Begin Information shown
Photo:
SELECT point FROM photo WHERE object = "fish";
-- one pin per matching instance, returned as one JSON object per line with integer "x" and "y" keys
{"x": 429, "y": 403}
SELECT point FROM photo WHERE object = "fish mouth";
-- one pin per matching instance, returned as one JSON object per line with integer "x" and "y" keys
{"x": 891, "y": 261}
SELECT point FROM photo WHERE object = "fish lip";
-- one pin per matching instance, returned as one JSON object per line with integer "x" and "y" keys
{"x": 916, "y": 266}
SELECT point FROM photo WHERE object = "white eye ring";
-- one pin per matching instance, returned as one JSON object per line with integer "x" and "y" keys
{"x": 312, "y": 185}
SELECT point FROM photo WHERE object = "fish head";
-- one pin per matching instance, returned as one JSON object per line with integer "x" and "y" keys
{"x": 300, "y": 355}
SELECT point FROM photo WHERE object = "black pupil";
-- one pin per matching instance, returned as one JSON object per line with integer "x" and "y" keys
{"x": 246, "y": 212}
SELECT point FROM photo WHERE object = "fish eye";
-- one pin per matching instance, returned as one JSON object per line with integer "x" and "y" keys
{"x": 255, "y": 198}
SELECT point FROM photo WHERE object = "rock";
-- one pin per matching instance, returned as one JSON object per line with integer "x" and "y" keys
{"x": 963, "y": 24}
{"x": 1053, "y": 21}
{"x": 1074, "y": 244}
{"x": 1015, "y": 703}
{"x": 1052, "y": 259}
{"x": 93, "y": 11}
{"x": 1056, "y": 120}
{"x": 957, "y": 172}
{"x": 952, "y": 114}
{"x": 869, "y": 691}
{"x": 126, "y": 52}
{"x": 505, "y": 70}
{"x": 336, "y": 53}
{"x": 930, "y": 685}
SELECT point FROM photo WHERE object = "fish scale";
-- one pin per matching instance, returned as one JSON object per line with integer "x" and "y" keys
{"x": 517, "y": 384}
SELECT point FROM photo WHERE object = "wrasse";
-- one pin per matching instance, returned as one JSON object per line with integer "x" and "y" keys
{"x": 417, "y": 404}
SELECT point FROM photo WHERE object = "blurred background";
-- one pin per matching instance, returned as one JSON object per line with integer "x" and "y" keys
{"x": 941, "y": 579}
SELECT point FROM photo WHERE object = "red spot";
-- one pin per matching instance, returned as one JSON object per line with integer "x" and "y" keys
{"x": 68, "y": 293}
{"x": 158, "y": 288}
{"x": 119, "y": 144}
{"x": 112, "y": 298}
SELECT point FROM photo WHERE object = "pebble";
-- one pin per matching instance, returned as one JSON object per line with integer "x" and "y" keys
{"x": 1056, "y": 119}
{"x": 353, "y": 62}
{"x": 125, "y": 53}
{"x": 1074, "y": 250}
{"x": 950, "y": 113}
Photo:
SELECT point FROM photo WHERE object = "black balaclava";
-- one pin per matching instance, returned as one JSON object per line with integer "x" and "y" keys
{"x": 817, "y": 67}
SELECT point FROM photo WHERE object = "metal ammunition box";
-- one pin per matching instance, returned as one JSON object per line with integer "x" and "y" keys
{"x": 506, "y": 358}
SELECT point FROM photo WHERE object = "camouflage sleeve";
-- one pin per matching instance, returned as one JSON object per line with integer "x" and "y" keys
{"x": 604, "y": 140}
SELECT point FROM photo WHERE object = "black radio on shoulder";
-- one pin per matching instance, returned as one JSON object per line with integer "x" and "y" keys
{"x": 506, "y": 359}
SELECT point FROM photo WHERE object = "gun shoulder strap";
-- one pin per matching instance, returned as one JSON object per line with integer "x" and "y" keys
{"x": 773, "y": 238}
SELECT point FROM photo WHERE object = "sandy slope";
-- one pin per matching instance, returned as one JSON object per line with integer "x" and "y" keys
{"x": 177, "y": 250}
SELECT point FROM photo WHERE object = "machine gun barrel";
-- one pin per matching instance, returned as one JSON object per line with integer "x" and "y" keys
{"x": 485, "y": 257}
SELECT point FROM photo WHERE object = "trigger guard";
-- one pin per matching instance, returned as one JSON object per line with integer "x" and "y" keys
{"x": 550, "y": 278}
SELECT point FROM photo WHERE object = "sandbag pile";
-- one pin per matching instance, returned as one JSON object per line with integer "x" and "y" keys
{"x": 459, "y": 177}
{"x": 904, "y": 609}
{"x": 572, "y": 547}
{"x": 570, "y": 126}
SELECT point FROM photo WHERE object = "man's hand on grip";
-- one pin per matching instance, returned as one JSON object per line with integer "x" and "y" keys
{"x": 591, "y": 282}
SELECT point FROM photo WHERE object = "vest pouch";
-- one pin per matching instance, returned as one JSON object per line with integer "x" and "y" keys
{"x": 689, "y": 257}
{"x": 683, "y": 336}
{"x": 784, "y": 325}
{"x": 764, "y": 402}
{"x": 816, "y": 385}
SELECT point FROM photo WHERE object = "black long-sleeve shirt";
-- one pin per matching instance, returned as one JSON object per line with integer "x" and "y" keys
End Information shown
§ **Written problem**
Please count the lines in the entries above that contain the string "sleeve", and give only that number.

§ **Exercise answer**
2